## UIT TE VOEREN OPDRACHTEN
1. Zeg van elke bewering hieronder of die klopt met de tekst over nieuw gebleken feiten. Antwoord steeds met ja of nee en haal de woorden uit de tekst aan die de doorslag geven.
(a) Het college heeft beslist met overeenkomstige toepassing van artikel 4:6, tweede lid, van de Awb.
(b) Bewijsstukken van al eerder gestelde feiten gelden altijd als nieuw gebleken feiten.
(c) Ook als een besluit de toets doorstaat, kan de bestuursrechter het nog evident onredelijk vinden.
2. Schrijf uit de tekst over nieuw gebleken feiten letterlijk over van "Onder nieuw gebleken" tot en met "konden worden overgelegd.".

## TEKSTFRAGMENT
════

4. De Raad komt tot de volgende beoordeling.
4.1.
Het onder 1.4 genoemde verzoek van appellante strekt ertoe dat het college terugkomt van het besluit van 20 juni 2013. Het college heeft hierop beslist met overeenkomstige toepassing van artikel 4:6, tweede lid, van de Awb. Dit betekent dat de bestuursrechter aan de hand van de aangevoerde beroepsgronden toetst of het bestuursorgaan zich terecht, zorgvuldig voorbereid en deugdelijk gemotiveerd op het standpunt heeft gesteld dat er geen nieuw gebleken feiten of veranderde omstandigheden zijn. Als het bestreden besluit die toets doorstaat, kan de bestuursrechter niettemin aan de hand van de beroepsgronden tot het oordeel komen dat het bestreden besluit evident onredelijk is (uitspraak van 27 december 2016, ECLI:NL:CRVB:2016:5115).
4.2.
Onder nieuw gebleken feiten of veranderde omstandigheden worden verstaan feiten of omstandigheden die na het besluit waarvan herziening wordt verzocht zijn voorgevallen, dan wel feiten of omstandigheden die weliswaar voor dat besluit zijn voorgevallen, maar die niet voor dat besluit konden worden aangevoerd. Nieuw gebleken feiten zijn ook bewijsstukken van al eerder gestelde feiten of omstandigheden, als deze bewijsstukken niet eerder konden worden overgelegd.
4.3.

════

## VERSTREKTE INFORMATIE
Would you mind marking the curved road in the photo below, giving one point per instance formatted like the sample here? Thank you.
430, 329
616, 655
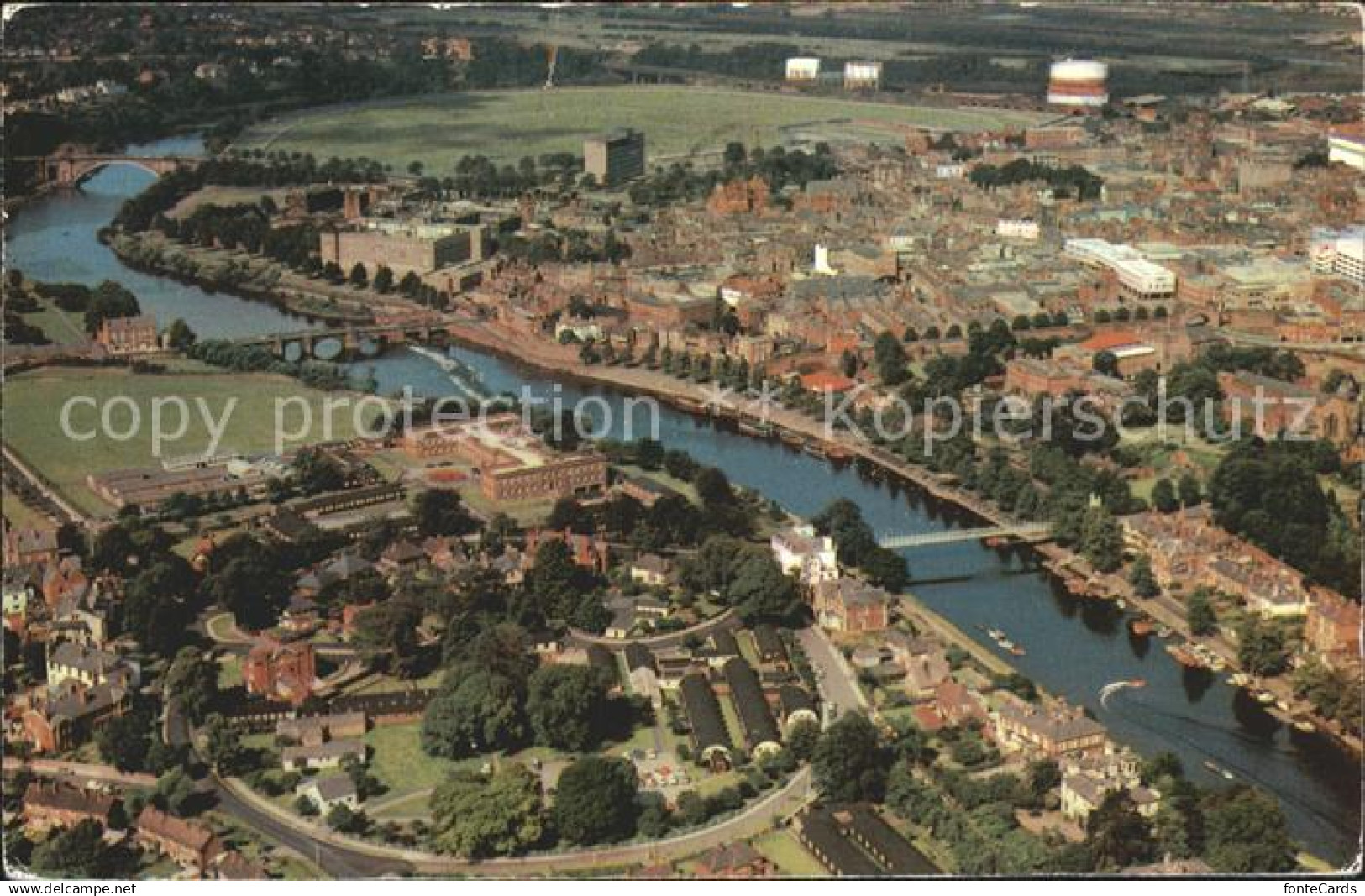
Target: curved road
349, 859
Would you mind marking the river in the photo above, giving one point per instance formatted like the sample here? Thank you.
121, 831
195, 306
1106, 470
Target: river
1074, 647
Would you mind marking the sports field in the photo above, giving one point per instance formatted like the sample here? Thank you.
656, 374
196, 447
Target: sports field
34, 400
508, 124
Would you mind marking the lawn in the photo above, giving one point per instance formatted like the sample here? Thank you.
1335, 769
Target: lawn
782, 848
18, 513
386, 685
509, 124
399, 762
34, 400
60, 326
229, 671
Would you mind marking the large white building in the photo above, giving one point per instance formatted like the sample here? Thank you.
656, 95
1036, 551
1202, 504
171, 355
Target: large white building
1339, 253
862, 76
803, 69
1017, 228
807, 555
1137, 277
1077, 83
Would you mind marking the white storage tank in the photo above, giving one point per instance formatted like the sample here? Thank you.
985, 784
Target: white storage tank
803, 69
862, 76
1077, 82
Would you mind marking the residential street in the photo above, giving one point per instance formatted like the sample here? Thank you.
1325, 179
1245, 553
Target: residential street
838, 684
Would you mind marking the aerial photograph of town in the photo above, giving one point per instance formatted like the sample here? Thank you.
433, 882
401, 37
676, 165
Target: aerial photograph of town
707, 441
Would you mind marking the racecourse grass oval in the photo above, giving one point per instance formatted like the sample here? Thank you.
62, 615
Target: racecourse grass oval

════

## UITKOMSTEN VAN DE OEFENING
1.
(a) Ja: "Het college heeft hierop beslist met overeenkomstige toepassing van artikel 4:6, tweede lid, van de Awb."
(b) Nee: "als deze bewijsstukken niet eerder konden worden overgelegd."
(c) Ja: "Als het bestreden besluit die toets doorstaat, kan de bestuursrechter niettemin aan de hand van de beroepsgronden tot het oordeel komen dat het bestreden besluit evident onredelijk is"

2.
Onder nieuw gebleken feiten of veranderde omstandigheden worden verstaan feiten of omstandigheden die na het besluit waarvan herziening wordt verzocht zijn voorgevallen, dan wel feiten of omstandigheden die weliswaar voor dat besluit zijn voorgevallen, maar die niet voor dat besluit konden worden aangevoerd. Nieuw gebleken feiten zijn ook bewijsstukken van al eerder gestelde feiten of omstandigheden, als deze bewijsstukken niet eerder konden worden overgelegd.